*** Opening of Records to use ***

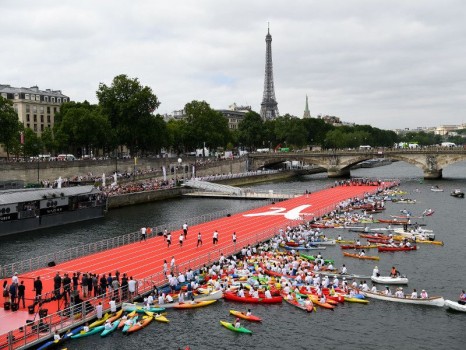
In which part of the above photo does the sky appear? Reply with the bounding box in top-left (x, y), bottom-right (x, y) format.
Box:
top-left (1, 0), bottom-right (466, 130)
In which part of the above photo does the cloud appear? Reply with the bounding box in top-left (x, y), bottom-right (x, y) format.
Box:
top-left (1, 0), bottom-right (465, 129)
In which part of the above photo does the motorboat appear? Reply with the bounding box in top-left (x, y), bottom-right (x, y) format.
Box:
top-left (450, 189), bottom-right (464, 198)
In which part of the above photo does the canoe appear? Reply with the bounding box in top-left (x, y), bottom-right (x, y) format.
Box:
top-left (444, 300), bottom-right (466, 312)
top-left (220, 320), bottom-right (252, 334)
top-left (223, 292), bottom-right (282, 304)
top-left (100, 320), bottom-right (120, 337)
top-left (127, 316), bottom-right (153, 333)
top-left (371, 275), bottom-right (409, 285)
top-left (343, 252), bottom-right (380, 260)
top-left (362, 291), bottom-right (445, 307)
top-left (377, 245), bottom-right (417, 252)
top-left (154, 314), bottom-right (170, 323)
top-left (172, 300), bottom-right (217, 309)
top-left (229, 310), bottom-right (262, 322)
top-left (37, 326), bottom-right (83, 349)
top-left (70, 325), bottom-right (105, 339)
top-left (89, 313), bottom-right (110, 328)
top-left (282, 294), bottom-right (314, 312)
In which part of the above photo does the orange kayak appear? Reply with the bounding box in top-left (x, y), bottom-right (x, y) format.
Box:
top-left (127, 316), bottom-right (153, 333)
top-left (308, 295), bottom-right (335, 309)
top-left (229, 310), bottom-right (262, 322)
top-left (343, 252), bottom-right (380, 260)
top-left (172, 300), bottom-right (217, 309)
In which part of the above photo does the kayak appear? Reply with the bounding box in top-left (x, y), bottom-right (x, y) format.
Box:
top-left (37, 326), bottom-right (83, 350)
top-left (229, 310), bottom-right (262, 322)
top-left (127, 316), bottom-right (153, 334)
top-left (172, 300), bottom-right (217, 309)
top-left (283, 295), bottom-right (314, 312)
top-left (308, 295), bottom-right (335, 309)
top-left (118, 311), bottom-right (137, 329)
top-left (100, 320), bottom-right (120, 337)
top-left (224, 292), bottom-right (282, 304)
top-left (89, 313), bottom-right (110, 328)
top-left (122, 303), bottom-right (166, 313)
top-left (220, 320), bottom-right (252, 334)
top-left (378, 245), bottom-right (417, 252)
top-left (70, 325), bottom-right (105, 339)
top-left (122, 316), bottom-right (138, 333)
top-left (340, 244), bottom-right (378, 250)
top-left (343, 252), bottom-right (380, 260)
top-left (154, 314), bottom-right (170, 323)
top-left (344, 296), bottom-right (370, 304)
top-left (299, 253), bottom-right (334, 264)
top-left (107, 309), bottom-right (123, 323)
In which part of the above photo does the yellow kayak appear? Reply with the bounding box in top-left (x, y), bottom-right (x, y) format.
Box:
top-left (344, 296), bottom-right (370, 304)
top-left (89, 313), bottom-right (110, 328)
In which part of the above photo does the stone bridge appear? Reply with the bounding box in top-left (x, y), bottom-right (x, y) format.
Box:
top-left (247, 148), bottom-right (466, 179)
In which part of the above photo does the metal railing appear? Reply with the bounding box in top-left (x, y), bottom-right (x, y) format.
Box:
top-left (1, 221), bottom-right (292, 350)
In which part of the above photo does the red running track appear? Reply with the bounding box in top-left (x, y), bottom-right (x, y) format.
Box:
top-left (0, 185), bottom-right (381, 327)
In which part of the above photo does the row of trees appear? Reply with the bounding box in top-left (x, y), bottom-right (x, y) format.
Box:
top-left (0, 74), bottom-right (463, 159)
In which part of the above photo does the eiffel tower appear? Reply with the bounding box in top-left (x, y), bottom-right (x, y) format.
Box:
top-left (260, 25), bottom-right (279, 120)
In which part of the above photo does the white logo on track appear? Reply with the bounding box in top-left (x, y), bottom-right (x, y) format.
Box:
top-left (243, 205), bottom-right (313, 220)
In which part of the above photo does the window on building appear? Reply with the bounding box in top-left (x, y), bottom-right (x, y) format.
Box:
top-left (33, 105), bottom-right (37, 113)
top-left (14, 93), bottom-right (19, 99)
top-left (33, 115), bottom-right (37, 122)
top-left (25, 94), bottom-right (30, 100)
top-left (54, 107), bottom-right (57, 113)
top-left (36, 95), bottom-right (40, 101)
top-left (26, 114), bottom-right (30, 122)
top-left (26, 105), bottom-right (30, 113)
top-left (47, 106), bottom-right (50, 113)
top-left (40, 106), bottom-right (44, 113)
top-left (44, 96), bottom-right (49, 102)
top-left (63, 98), bottom-right (67, 102)
top-left (40, 115), bottom-right (44, 122)
top-left (40, 125), bottom-right (44, 132)
top-left (47, 123), bottom-right (51, 128)
top-left (57, 97), bottom-right (61, 103)
top-left (51, 97), bottom-right (55, 103)
top-left (26, 123), bottom-right (30, 128)
top-left (47, 115), bottom-right (50, 123)
top-left (33, 124), bottom-right (37, 131)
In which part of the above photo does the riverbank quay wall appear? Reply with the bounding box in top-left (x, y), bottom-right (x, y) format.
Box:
top-left (0, 183), bottom-right (393, 349)
top-left (0, 158), bottom-right (248, 184)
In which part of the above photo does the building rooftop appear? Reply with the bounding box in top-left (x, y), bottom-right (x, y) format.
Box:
top-left (0, 84), bottom-right (68, 97)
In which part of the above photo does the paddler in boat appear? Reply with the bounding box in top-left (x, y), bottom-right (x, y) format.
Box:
top-left (235, 318), bottom-right (241, 329)
top-left (420, 289), bottom-right (429, 299)
top-left (358, 250), bottom-right (366, 257)
top-left (340, 264), bottom-right (348, 275)
top-left (383, 286), bottom-right (392, 296)
top-left (83, 323), bottom-right (90, 333)
top-left (104, 319), bottom-right (112, 330)
top-left (246, 309), bottom-right (252, 316)
top-left (53, 331), bottom-right (61, 341)
top-left (373, 266), bottom-right (380, 277)
top-left (410, 289), bottom-right (418, 299)
top-left (394, 287), bottom-right (404, 298)
top-left (390, 267), bottom-right (400, 277)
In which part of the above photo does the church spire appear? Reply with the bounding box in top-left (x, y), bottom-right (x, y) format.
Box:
top-left (303, 95), bottom-right (311, 118)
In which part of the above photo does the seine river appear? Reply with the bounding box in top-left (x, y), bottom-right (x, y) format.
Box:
top-left (1, 161), bottom-right (465, 350)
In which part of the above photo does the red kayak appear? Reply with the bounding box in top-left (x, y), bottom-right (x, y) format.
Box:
top-left (340, 244), bottom-right (376, 250)
top-left (377, 219), bottom-right (408, 225)
top-left (224, 292), bottom-right (282, 304)
top-left (378, 245), bottom-right (417, 252)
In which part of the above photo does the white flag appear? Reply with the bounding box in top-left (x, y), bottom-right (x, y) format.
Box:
top-left (162, 166), bottom-right (167, 181)
top-left (192, 165), bottom-right (195, 179)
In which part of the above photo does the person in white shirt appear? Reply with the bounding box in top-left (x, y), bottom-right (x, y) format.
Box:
top-left (264, 289), bottom-right (272, 299)
top-left (178, 273), bottom-right (185, 284)
top-left (370, 284), bottom-right (377, 293)
top-left (182, 223), bottom-right (188, 239)
top-left (128, 277), bottom-right (137, 298)
top-left (341, 264), bottom-right (348, 275)
top-left (158, 294), bottom-right (164, 304)
top-left (246, 309), bottom-right (252, 316)
top-left (179, 291), bottom-right (185, 303)
top-left (411, 289), bottom-right (418, 298)
top-left (96, 302), bottom-right (103, 319)
top-left (237, 289), bottom-right (245, 297)
top-left (53, 331), bottom-right (61, 341)
top-left (179, 233), bottom-right (184, 247)
top-left (372, 266), bottom-right (379, 277)
top-left (213, 230), bottom-right (219, 245)
top-left (420, 289), bottom-right (429, 299)
top-left (104, 319), bottom-right (113, 330)
top-left (384, 287), bottom-right (392, 296)
top-left (12, 273), bottom-right (19, 285)
top-left (140, 227), bottom-right (146, 242)
top-left (170, 256), bottom-right (176, 274)
top-left (232, 232), bottom-right (237, 244)
top-left (109, 298), bottom-right (116, 313)
top-left (165, 294), bottom-right (174, 303)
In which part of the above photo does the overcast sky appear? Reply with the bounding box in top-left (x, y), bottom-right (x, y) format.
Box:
top-left (2, 1), bottom-right (466, 129)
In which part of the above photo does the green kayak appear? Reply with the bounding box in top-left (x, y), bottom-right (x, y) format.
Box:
top-left (220, 321), bottom-right (252, 334)
top-left (70, 325), bottom-right (105, 339)
top-left (100, 320), bottom-right (120, 337)
top-left (299, 253), bottom-right (334, 264)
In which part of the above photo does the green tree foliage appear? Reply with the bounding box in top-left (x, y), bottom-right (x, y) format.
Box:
top-left (399, 131), bottom-right (441, 146)
top-left (22, 127), bottom-right (42, 157)
top-left (54, 101), bottom-right (113, 155)
top-left (184, 100), bottom-right (230, 150)
top-left (271, 114), bottom-right (308, 149)
top-left (237, 111), bottom-right (264, 150)
top-left (167, 119), bottom-right (189, 155)
top-left (0, 96), bottom-right (21, 159)
top-left (96, 74), bottom-right (161, 154)
top-left (301, 118), bottom-right (335, 146)
top-left (40, 127), bottom-right (56, 154)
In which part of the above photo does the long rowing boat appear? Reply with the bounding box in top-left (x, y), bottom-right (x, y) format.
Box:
top-left (362, 291), bottom-right (444, 307)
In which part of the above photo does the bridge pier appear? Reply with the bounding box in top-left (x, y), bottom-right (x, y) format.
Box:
top-left (327, 168), bottom-right (351, 178)
top-left (424, 169), bottom-right (443, 180)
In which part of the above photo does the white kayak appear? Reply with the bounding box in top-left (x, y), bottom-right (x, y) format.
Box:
top-left (363, 291), bottom-right (444, 307)
top-left (444, 300), bottom-right (466, 312)
top-left (371, 275), bottom-right (409, 285)
top-left (313, 239), bottom-right (336, 246)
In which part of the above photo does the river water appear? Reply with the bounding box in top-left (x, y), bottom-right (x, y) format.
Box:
top-left (1, 161), bottom-right (465, 349)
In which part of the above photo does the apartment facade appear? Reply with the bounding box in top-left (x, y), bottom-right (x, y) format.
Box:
top-left (0, 84), bottom-right (69, 135)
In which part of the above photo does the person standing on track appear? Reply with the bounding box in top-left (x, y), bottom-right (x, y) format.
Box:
top-left (182, 222), bottom-right (188, 239)
top-left (17, 281), bottom-right (25, 308)
top-left (140, 227), bottom-right (147, 242)
top-left (170, 256), bottom-right (176, 275)
top-left (213, 230), bottom-right (219, 245)
top-left (167, 232), bottom-right (172, 248)
top-left (179, 232), bottom-right (184, 247)
top-left (163, 260), bottom-right (168, 276)
top-left (232, 232), bottom-right (237, 244)
top-left (33, 276), bottom-right (43, 301)
top-left (197, 232), bottom-right (202, 247)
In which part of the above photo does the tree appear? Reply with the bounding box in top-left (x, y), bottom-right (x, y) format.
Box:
top-left (184, 100), bottom-right (230, 151)
top-left (167, 119), bottom-right (189, 155)
top-left (237, 111), bottom-right (264, 150)
top-left (0, 96), bottom-right (21, 159)
top-left (273, 115), bottom-right (308, 149)
top-left (40, 127), bottom-right (56, 154)
top-left (22, 128), bottom-right (42, 157)
top-left (96, 74), bottom-right (161, 155)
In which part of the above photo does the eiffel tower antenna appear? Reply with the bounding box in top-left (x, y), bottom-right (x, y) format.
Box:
top-left (260, 24), bottom-right (279, 120)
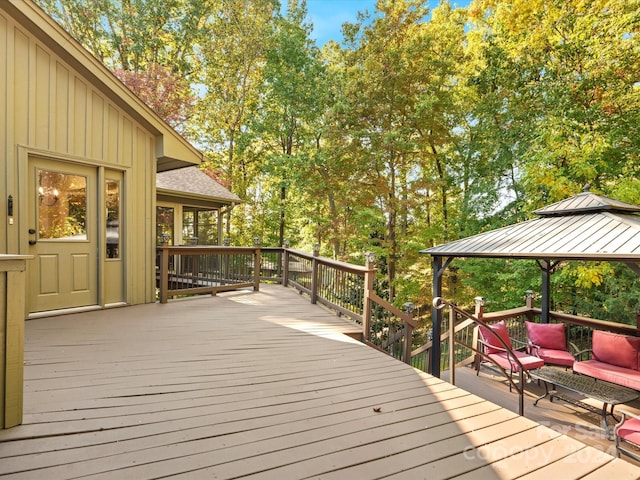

*** Close of Records to use ***

* **What you are asked to do**: Return, from the data, each line that has the word "person" in it.

* **Response area**:
In which part of the above photo does the person in white shirt appear? Reply with the bounding box in top-left (x, y), bottom-right (x, y) format.
In which part of the above photo does the person standing on track appear? Reply with the bounding box in top-left (x, y), bottom-right (x, y) format.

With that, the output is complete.